Показанный текст
· · · · · · ·

Как и многие "младшие командиры", окончившие учебный полк, мы рассылались по дальним батальонам. Кому куда повезло, а скорее — и не повезло вовсе.
Поясню подробно. В учебном полку пытаются научить солдата (правда, там его называют курсантом) командовать и работать с какой-либо техникой. Поскольку от желдорбатов требовалось только выполнить план по отсыпке полотна либо по монтажу дороги, вопрос сей был актуальным. Надобно сказать, учили весьма качественно — не чета даже и ПТУ многим. База замечательная, практики навалом, и главное — не деться никуда. Учись — не хочу.

· · · · · · ·

(Строки из набора данных)
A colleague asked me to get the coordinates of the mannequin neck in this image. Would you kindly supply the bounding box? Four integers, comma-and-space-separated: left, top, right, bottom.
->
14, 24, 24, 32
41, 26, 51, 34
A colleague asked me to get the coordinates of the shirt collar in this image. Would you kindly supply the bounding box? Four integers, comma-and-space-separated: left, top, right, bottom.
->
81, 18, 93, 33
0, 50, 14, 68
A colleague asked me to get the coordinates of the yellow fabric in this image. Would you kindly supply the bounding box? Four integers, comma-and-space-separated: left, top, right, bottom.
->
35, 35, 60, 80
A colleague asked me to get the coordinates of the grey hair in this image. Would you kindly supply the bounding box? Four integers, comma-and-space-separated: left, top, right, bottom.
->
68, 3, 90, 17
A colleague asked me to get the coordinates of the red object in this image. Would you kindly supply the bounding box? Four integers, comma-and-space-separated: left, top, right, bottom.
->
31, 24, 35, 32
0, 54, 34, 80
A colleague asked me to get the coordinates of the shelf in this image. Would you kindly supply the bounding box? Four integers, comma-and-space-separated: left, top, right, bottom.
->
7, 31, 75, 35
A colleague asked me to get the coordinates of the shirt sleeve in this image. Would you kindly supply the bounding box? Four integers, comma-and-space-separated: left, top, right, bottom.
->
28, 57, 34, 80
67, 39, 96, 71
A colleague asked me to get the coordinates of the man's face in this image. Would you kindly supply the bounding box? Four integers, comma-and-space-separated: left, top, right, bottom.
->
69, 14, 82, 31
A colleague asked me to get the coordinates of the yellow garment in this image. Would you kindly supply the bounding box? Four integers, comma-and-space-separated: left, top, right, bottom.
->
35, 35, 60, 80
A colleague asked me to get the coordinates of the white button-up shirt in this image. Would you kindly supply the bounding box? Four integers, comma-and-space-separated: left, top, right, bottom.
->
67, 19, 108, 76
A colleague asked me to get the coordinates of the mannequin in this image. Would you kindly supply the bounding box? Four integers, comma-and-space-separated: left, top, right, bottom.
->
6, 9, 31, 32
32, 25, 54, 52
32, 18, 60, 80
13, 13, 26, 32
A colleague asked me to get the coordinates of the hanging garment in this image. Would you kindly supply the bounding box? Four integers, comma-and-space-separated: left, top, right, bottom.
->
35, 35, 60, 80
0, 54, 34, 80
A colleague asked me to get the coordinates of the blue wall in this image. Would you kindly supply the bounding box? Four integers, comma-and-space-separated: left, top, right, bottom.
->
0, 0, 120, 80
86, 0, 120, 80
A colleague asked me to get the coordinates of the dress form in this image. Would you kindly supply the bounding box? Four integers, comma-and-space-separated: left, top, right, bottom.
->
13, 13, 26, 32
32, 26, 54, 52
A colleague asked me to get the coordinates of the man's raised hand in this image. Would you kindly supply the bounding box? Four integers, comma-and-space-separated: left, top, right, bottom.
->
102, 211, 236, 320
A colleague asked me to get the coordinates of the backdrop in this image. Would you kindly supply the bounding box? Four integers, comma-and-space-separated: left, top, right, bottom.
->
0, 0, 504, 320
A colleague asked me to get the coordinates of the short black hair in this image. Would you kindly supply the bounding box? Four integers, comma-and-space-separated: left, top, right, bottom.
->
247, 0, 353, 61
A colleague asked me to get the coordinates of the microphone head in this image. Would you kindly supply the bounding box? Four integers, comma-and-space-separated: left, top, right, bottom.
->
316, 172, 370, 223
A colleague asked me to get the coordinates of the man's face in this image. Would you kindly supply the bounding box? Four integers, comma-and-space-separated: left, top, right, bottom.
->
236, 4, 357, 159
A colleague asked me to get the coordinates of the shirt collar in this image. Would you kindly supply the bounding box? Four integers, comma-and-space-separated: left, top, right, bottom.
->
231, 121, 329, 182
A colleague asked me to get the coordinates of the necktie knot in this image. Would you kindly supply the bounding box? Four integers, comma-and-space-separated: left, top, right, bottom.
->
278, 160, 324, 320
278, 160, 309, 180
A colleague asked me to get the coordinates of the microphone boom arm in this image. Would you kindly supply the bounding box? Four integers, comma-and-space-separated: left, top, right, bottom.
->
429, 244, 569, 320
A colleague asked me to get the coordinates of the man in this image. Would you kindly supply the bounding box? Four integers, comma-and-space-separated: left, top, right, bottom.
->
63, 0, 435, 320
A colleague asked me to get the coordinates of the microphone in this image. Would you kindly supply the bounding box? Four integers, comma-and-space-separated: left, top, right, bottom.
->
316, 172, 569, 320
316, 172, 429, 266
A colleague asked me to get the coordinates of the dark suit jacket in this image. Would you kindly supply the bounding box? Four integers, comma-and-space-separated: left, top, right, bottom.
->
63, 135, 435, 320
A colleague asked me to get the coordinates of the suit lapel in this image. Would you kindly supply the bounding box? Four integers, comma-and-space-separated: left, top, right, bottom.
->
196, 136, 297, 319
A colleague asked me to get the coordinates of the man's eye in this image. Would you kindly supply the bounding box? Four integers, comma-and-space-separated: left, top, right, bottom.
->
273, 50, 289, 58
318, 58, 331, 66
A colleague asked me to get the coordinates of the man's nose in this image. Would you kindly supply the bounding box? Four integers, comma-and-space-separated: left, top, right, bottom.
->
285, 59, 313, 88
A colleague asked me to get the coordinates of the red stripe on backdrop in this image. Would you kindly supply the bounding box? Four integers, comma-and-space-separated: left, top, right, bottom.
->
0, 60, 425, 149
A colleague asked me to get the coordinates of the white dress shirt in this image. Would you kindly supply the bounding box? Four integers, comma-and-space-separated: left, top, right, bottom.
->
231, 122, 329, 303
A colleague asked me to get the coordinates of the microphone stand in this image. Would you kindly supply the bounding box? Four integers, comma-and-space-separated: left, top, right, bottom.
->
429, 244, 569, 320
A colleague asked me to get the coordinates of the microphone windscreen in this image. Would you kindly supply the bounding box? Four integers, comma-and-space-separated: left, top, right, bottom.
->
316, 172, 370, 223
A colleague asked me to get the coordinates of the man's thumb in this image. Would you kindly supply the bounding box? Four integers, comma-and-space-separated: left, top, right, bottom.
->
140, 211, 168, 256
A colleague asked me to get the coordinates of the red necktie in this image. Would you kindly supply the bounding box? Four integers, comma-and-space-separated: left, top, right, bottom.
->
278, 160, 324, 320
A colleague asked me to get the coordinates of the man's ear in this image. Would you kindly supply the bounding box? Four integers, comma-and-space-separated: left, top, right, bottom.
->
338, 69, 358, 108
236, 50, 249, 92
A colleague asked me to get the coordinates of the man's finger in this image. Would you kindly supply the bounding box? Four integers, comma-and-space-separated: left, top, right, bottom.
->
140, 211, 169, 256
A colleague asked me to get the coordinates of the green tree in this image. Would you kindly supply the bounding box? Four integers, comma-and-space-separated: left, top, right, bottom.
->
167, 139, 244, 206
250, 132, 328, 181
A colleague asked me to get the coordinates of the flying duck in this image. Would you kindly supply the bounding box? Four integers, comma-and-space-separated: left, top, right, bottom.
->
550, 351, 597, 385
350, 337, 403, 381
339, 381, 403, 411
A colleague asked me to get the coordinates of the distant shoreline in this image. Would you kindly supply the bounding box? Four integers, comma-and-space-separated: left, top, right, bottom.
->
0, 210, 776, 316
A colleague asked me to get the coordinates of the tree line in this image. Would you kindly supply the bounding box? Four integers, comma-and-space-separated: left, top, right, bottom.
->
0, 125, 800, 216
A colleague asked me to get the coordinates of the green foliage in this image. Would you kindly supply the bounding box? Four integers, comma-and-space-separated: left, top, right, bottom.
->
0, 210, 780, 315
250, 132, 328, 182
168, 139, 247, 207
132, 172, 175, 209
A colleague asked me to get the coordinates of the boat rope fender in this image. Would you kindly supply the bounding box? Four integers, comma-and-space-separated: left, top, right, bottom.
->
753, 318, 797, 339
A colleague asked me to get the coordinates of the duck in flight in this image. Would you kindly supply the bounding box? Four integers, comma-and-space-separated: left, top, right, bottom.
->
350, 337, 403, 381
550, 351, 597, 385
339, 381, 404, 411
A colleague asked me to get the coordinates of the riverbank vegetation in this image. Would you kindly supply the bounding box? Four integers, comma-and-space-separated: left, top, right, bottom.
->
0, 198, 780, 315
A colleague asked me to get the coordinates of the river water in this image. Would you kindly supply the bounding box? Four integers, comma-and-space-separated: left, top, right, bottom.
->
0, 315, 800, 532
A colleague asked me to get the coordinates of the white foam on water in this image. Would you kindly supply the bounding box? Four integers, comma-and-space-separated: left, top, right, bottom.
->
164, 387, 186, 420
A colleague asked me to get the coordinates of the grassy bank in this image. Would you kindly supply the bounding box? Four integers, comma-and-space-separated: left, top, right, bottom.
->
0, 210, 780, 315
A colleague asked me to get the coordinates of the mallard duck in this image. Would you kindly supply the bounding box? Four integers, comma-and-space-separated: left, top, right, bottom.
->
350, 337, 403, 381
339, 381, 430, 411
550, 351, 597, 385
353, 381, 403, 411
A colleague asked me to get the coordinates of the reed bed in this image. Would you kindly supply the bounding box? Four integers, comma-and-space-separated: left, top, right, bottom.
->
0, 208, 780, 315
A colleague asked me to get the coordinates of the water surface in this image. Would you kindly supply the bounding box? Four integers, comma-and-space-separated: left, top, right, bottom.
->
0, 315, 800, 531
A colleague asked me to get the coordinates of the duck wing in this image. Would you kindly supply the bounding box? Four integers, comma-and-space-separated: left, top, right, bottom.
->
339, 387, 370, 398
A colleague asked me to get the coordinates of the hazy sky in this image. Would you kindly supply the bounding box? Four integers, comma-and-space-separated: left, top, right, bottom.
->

· · · · · · ·

Что требуется
Что, согласно тексту об учебном полку, требовалось от желдорбатов?

Ответ на задачу
От них требовалось только выполнить план по отсыпке полотна либо по монтажу дороги.